* [EXERCISE DATA]:
__________________________________________________

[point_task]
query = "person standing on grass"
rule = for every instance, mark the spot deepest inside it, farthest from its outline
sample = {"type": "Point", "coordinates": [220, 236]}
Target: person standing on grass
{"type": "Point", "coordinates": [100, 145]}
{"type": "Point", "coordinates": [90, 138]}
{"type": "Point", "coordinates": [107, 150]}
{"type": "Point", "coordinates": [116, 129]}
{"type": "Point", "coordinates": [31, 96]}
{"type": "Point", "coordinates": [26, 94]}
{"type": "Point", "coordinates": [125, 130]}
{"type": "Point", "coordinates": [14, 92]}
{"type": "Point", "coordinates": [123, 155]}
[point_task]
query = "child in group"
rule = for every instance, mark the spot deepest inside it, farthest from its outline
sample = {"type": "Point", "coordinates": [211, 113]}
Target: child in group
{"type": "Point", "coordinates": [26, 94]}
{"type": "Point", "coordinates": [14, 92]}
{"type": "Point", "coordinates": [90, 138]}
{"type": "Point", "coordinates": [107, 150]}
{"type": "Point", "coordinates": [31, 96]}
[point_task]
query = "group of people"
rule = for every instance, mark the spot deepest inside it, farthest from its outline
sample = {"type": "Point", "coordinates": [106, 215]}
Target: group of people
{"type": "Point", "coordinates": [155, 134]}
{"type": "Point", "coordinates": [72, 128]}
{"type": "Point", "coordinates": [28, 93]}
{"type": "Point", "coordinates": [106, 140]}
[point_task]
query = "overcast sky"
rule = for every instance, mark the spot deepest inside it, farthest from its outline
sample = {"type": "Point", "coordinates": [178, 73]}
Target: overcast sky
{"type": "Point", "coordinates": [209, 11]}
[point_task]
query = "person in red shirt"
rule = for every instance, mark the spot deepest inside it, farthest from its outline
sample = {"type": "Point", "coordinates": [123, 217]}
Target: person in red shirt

__________________________________________________

* [ACTIVITY]: Copy every record above exactly as it is.

* [EXERCISE RESPONSE]:
[point_task]
query = "person standing on grass"
rule = for every instance, mark the spot deepest inside it, farthest from its outline
sample = {"type": "Point", "coordinates": [220, 236]}
Target: person standing on grass
{"type": "Point", "coordinates": [100, 145]}
{"type": "Point", "coordinates": [90, 138]}
{"type": "Point", "coordinates": [107, 150]}
{"type": "Point", "coordinates": [116, 129]}
{"type": "Point", "coordinates": [31, 96]}
{"type": "Point", "coordinates": [26, 94]}
{"type": "Point", "coordinates": [125, 130]}
{"type": "Point", "coordinates": [14, 92]}
{"type": "Point", "coordinates": [123, 155]}
[point_task]
query = "child in group"
rule = for every instance, mark the spot deepest inside it, farthest from its outline
sample = {"type": "Point", "coordinates": [211, 113]}
Target: child in group
{"type": "Point", "coordinates": [26, 94]}
{"type": "Point", "coordinates": [14, 92]}
{"type": "Point", "coordinates": [90, 138]}
{"type": "Point", "coordinates": [107, 150]}
{"type": "Point", "coordinates": [31, 96]}
[point_task]
query = "group of people"
rule = for every instance, mark the spot deepest inside it, farthest from its outline
sample = {"type": "Point", "coordinates": [106, 215]}
Target: group of people
{"type": "Point", "coordinates": [155, 134]}
{"type": "Point", "coordinates": [72, 128]}
{"type": "Point", "coordinates": [28, 93]}
{"type": "Point", "coordinates": [106, 140]}
[point_task]
query = "overcast sky"
rule = for every instance, mark the spot deepest inside it, farthest from its outline
sample = {"type": "Point", "coordinates": [178, 73]}
Target: overcast sky
{"type": "Point", "coordinates": [209, 11]}
[point_task]
query = "person in red shirt"
rule = for every instance, mark the spot deepest inside it, farthest from its outline
sample = {"type": "Point", "coordinates": [123, 217]}
Target: person in red shirt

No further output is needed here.